▶ **PROBLEM DESCRIPTION**: Rewrite the items below, changing every "blue rowboat" to "red canoe" and keeping everything else unchanged.

▶ **DATA LINES**:
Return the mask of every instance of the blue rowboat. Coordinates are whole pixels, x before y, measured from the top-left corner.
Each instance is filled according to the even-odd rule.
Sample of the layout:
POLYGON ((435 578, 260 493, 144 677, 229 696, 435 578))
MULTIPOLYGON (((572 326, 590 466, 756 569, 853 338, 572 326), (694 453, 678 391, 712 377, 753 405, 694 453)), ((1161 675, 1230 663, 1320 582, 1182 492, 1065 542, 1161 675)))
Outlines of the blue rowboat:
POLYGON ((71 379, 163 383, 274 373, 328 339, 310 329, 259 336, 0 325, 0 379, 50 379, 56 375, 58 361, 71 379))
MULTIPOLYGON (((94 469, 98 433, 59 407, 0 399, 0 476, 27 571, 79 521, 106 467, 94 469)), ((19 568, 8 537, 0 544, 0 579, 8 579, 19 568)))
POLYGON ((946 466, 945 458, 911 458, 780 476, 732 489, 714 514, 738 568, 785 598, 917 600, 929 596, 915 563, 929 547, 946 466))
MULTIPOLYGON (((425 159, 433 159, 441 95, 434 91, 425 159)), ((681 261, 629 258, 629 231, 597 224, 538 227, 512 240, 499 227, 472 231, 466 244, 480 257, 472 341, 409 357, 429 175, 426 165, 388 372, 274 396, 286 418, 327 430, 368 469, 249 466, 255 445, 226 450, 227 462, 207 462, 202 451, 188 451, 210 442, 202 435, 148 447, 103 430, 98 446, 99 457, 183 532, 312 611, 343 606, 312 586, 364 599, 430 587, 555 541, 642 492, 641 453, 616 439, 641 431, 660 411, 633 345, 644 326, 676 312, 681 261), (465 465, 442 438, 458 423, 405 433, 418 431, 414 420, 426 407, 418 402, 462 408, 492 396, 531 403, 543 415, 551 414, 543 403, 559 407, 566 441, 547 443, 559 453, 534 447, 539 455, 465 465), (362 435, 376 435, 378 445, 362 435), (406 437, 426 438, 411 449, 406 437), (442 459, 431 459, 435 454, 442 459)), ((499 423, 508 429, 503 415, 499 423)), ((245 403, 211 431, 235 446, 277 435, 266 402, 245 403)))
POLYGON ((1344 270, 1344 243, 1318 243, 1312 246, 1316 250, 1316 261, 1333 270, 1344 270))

▶ **FINAL RESULT**:
Return the mask of every instance of the red canoe. Coordinates are whole pixels, x before y, measured from the top-left corner.
Each instance is filled according to the even-odd rule.
Sample of the layout:
POLYGON ((435 578, 260 493, 144 677, 229 696, 435 578))
MULTIPOLYGON (((572 326, 590 466, 756 569, 853 338, 572 326), (694 453, 678 391, 712 377, 753 405, 694 453)), ((1161 675, 1230 663, 1320 582, 1182 492, 1065 542, 1161 675)))
Outlines of the red canoe:
POLYGON ((71 379, 163 383, 274 373, 328 339, 310 329, 259 336, 0 325, 0 379, 50 379, 56 375, 58 361, 71 379))
MULTIPOLYGON (((94 469, 98 433, 59 407, 0 399, 0 476, 27 571, 79 521, 106 467, 94 469)), ((19 568, 8 537, 0 544, 0 579, 8 579, 19 568)))
POLYGON ((946 466, 945 458, 911 458, 780 476, 732 489, 714 514, 738 568, 785 598, 917 600, 929 596, 915 563, 929 547, 946 466))
MULTIPOLYGON (((425 159, 433 159, 441 95, 434 91, 425 159)), ((681 261, 629 258, 629 231, 597 224, 538 227, 512 240, 499 227, 472 231, 466 244, 480 257, 472 341, 409 357, 429 175, 426 165, 388 372, 274 396, 286 418, 327 430, 368 469, 249 466, 255 445, 226 450, 227 462, 207 462, 202 451, 188 451, 210 442, 202 435, 148 447, 103 430, 98 446, 99 457, 183 532, 312 611, 343 606, 312 586, 364 599, 430 587, 555 541, 642 492, 641 453, 616 439, 641 431, 660 411, 633 345, 644 326, 676 312, 681 261), (465 465, 442 438, 458 423, 405 433, 418 431, 414 420, 426 407, 418 402, 462 408, 492 396, 531 403, 543 415, 551 414, 543 403, 559 407, 566 441, 547 443, 559 453, 534 447, 539 455, 465 465), (362 435, 376 435, 378 445, 362 435), (406 437, 426 438, 411 449, 406 437), (442 459, 431 459, 435 454, 442 459)), ((499 423, 508 429, 503 415, 499 423)), ((245 403, 211 431, 235 446, 277 435, 266 402, 245 403)))
POLYGON ((1344 270, 1344 243, 1318 243, 1312 246, 1316 250, 1316 261, 1333 270, 1344 270))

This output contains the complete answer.